• What to produce:
Gather every line of the entries below that contains the word "green" and copy each one unchanged.

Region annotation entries
+++

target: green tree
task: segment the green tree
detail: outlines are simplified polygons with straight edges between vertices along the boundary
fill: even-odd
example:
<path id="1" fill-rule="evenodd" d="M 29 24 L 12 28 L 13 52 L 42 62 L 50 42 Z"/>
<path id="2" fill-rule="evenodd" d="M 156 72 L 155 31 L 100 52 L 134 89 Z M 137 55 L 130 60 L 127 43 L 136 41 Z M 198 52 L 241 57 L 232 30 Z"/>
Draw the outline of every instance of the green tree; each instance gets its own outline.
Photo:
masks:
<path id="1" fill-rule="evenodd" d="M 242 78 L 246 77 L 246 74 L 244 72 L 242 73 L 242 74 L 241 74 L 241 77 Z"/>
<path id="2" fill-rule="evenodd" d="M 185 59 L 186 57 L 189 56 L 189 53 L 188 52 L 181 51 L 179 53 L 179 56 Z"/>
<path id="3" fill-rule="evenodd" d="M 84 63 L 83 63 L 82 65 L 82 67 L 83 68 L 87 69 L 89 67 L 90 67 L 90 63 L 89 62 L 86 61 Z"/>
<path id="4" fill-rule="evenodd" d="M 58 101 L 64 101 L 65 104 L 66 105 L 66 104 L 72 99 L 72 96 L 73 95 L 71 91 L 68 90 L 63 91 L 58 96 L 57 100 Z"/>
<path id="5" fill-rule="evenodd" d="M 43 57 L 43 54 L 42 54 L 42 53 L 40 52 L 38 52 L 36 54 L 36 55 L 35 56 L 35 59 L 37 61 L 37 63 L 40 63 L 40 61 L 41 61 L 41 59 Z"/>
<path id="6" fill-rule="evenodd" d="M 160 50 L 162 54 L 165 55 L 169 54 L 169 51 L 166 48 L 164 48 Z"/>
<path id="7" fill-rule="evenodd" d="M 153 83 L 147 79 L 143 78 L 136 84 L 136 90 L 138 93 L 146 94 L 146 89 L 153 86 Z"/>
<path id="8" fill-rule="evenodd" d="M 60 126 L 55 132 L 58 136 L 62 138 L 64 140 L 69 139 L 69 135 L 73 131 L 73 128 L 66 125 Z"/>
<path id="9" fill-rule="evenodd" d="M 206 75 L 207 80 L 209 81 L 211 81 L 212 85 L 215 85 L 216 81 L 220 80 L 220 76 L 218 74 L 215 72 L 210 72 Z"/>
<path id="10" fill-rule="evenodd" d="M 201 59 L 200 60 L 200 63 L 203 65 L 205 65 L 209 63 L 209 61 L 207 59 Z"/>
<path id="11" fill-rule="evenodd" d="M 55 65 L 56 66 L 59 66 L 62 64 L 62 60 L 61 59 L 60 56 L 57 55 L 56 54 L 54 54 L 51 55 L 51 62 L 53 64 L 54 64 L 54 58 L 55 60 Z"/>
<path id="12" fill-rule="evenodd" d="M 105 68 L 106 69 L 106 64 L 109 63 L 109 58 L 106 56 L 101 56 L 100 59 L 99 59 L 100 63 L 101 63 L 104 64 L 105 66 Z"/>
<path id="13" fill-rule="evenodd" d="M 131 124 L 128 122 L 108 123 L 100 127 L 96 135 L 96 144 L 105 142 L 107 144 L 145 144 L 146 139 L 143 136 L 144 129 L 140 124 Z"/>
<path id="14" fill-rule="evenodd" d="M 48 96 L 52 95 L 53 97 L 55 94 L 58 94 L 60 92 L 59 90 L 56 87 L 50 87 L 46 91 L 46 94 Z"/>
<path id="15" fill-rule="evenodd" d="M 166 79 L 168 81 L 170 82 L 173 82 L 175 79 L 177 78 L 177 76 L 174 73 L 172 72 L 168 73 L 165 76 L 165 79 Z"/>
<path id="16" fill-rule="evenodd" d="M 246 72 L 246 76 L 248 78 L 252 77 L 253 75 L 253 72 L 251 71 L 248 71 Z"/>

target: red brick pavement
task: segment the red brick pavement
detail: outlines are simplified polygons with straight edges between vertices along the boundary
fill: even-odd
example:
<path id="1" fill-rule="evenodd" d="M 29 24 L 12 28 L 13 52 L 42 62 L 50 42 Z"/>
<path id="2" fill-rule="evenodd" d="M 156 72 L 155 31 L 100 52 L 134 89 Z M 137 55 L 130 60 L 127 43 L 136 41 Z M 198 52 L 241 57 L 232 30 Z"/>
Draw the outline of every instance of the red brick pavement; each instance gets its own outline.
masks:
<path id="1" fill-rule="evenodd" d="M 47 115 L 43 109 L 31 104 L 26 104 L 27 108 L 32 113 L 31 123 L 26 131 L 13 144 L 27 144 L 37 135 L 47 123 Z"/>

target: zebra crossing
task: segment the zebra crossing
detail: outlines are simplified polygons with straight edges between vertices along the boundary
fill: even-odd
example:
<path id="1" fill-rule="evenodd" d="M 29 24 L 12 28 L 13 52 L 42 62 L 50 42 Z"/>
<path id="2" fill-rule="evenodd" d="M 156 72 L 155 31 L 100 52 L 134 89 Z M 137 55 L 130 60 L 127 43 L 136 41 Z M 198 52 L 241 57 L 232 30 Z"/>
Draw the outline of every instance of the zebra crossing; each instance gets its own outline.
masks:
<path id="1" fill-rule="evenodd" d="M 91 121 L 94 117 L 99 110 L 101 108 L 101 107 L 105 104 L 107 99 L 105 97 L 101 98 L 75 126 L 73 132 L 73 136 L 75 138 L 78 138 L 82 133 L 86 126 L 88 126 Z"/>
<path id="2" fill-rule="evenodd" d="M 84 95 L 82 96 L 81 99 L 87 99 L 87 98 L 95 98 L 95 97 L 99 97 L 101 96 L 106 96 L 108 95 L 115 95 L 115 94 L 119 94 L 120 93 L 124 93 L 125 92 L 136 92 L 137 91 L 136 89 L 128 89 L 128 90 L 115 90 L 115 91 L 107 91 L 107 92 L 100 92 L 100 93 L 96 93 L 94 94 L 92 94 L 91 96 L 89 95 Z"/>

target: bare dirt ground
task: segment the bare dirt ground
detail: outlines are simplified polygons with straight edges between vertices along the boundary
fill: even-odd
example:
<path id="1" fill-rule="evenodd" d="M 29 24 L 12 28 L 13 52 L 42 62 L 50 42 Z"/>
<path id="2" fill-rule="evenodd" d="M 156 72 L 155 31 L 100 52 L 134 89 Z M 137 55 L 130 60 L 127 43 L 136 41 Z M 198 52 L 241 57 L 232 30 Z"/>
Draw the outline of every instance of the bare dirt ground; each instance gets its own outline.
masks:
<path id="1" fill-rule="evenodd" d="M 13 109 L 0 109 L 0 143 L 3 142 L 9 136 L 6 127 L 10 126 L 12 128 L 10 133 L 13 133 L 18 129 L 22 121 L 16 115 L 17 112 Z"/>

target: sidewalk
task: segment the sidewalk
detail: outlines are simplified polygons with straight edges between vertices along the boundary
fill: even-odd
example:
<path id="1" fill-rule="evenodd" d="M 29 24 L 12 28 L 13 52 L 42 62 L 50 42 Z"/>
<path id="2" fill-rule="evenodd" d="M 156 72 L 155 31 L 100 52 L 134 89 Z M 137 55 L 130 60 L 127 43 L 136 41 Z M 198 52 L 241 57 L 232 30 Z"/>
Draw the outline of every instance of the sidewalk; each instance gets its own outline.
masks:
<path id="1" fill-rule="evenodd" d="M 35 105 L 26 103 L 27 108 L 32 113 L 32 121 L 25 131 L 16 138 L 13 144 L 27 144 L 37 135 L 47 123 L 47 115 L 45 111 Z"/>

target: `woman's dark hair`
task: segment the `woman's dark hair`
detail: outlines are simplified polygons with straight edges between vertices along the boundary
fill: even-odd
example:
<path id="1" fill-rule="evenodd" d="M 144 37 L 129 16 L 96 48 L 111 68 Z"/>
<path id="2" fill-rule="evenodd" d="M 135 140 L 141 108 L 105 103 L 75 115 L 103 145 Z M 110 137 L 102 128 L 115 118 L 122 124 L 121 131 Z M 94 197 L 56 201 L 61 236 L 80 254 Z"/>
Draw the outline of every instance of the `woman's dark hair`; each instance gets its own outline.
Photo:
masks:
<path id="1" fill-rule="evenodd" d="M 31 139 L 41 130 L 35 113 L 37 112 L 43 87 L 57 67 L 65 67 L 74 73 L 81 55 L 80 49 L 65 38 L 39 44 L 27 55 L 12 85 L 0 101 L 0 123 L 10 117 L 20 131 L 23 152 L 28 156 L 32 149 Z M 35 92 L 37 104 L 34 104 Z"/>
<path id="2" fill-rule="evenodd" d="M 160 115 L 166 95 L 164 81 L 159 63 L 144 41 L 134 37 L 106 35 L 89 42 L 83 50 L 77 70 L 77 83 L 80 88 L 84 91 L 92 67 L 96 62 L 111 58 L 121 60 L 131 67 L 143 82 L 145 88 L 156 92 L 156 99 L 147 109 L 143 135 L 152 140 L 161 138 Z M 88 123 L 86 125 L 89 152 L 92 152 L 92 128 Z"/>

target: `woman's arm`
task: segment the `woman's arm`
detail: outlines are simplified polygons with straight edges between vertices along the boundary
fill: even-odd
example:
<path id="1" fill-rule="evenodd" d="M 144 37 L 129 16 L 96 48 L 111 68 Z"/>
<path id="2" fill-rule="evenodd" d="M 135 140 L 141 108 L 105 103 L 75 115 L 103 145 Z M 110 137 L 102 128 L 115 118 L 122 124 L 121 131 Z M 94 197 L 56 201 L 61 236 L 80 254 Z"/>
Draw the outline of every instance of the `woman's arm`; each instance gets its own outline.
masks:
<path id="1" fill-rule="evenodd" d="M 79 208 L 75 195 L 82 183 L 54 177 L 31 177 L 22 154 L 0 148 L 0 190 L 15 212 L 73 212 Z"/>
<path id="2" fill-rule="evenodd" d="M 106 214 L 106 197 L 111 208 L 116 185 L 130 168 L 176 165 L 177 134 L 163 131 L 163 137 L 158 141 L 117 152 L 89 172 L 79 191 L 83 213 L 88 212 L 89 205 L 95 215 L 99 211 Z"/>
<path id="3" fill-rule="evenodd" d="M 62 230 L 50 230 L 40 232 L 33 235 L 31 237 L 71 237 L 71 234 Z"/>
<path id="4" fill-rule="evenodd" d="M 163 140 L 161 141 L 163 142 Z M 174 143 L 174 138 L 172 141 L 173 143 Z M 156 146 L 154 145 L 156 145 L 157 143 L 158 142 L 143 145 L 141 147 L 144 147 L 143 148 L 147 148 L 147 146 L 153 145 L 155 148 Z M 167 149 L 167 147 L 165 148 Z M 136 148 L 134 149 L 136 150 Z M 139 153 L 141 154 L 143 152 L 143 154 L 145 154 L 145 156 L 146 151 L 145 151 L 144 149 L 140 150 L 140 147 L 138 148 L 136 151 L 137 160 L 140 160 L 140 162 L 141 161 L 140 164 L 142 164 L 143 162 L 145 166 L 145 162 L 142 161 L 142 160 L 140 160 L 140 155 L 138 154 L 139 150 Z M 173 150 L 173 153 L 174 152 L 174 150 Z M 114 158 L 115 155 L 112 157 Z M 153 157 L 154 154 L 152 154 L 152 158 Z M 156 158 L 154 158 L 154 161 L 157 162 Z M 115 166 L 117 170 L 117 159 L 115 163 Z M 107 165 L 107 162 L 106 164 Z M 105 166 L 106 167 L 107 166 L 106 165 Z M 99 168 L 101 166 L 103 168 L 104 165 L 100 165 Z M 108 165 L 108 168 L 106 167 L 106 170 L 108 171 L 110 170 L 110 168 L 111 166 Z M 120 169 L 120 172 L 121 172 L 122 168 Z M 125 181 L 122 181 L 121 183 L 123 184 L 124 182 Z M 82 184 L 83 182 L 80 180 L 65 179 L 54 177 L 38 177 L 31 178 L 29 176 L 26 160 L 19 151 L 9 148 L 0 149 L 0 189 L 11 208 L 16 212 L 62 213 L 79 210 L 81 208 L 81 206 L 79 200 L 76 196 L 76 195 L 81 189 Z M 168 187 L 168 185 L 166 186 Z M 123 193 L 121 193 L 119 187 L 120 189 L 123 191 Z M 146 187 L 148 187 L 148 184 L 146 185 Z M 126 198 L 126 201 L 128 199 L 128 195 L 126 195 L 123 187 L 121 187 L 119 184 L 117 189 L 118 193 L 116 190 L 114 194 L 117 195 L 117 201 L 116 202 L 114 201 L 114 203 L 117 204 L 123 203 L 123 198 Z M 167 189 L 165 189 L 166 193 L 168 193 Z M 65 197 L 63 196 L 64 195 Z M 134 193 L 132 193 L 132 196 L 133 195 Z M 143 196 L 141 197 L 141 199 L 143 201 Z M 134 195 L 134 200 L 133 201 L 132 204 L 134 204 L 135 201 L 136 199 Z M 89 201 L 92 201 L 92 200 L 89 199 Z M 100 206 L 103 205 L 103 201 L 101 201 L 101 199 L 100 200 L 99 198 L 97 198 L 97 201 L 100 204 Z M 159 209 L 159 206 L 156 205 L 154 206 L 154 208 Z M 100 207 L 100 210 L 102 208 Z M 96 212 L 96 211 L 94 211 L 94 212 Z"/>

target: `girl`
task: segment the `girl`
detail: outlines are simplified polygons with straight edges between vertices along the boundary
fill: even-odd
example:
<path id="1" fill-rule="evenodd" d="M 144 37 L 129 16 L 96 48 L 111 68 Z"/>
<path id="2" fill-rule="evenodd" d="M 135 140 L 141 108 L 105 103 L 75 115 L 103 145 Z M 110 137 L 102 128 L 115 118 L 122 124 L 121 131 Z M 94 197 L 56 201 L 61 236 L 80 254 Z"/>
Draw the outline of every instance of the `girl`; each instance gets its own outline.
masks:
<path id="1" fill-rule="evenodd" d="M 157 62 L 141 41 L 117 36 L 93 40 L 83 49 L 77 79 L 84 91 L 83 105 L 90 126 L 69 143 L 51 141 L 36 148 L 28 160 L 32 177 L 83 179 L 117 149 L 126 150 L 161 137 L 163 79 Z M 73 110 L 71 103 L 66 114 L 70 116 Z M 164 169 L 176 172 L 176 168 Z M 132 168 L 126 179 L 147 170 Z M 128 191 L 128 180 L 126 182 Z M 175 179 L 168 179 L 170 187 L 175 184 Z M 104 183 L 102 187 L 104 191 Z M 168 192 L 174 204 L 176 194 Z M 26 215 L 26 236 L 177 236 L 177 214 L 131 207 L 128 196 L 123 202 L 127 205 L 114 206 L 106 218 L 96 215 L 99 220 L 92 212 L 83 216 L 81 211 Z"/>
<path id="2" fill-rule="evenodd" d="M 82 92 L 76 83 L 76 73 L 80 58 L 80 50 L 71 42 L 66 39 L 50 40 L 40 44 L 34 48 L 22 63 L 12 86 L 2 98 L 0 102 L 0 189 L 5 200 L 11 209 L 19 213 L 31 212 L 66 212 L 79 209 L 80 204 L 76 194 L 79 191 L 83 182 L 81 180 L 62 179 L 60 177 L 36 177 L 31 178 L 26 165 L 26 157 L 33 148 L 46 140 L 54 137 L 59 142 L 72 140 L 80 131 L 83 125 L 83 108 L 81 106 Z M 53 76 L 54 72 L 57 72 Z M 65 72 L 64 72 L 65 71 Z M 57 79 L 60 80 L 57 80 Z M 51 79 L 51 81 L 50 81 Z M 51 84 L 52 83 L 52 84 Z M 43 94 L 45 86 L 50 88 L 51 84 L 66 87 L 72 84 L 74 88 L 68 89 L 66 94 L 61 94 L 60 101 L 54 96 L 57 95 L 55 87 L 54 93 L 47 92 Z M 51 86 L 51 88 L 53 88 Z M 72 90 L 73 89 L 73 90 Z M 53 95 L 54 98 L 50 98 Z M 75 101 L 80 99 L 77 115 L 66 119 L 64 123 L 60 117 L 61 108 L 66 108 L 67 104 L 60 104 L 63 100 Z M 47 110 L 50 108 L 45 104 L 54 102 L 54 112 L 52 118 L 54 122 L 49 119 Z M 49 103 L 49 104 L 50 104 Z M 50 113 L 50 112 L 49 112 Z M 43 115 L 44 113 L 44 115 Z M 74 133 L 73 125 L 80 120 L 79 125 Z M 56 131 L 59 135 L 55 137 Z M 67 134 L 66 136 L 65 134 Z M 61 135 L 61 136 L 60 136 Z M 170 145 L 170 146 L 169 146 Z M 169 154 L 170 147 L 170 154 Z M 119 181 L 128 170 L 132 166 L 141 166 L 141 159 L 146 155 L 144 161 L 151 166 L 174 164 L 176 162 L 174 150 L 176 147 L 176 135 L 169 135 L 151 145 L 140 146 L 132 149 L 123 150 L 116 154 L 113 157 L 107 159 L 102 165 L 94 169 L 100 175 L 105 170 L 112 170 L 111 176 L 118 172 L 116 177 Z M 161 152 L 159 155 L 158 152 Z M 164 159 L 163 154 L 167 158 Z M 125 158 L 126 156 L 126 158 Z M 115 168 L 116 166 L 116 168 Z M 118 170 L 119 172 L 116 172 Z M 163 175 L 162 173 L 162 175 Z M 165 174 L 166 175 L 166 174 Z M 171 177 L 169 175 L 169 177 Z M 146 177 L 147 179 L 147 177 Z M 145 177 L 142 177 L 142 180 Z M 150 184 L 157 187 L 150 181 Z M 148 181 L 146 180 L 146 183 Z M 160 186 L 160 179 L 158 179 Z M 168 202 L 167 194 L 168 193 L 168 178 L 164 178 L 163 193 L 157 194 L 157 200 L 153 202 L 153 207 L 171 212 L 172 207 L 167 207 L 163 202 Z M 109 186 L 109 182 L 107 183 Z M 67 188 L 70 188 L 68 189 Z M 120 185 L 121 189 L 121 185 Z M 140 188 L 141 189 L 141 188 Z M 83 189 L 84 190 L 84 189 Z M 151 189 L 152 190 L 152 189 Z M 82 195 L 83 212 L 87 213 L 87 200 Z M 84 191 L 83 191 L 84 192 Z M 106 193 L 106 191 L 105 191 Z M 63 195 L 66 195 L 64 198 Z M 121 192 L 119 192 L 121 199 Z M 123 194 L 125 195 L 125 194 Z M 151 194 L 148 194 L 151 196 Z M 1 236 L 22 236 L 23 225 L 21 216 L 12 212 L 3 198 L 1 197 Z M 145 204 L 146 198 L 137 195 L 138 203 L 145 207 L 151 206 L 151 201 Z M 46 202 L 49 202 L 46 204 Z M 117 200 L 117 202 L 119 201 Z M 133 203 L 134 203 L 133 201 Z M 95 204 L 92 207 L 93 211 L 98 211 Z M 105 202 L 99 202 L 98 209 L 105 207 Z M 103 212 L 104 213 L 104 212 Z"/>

+++

• Correct result:
target: green tree
task: segment the green tree
Draw the outline of every instance of the green tree; each instance gets its own outline.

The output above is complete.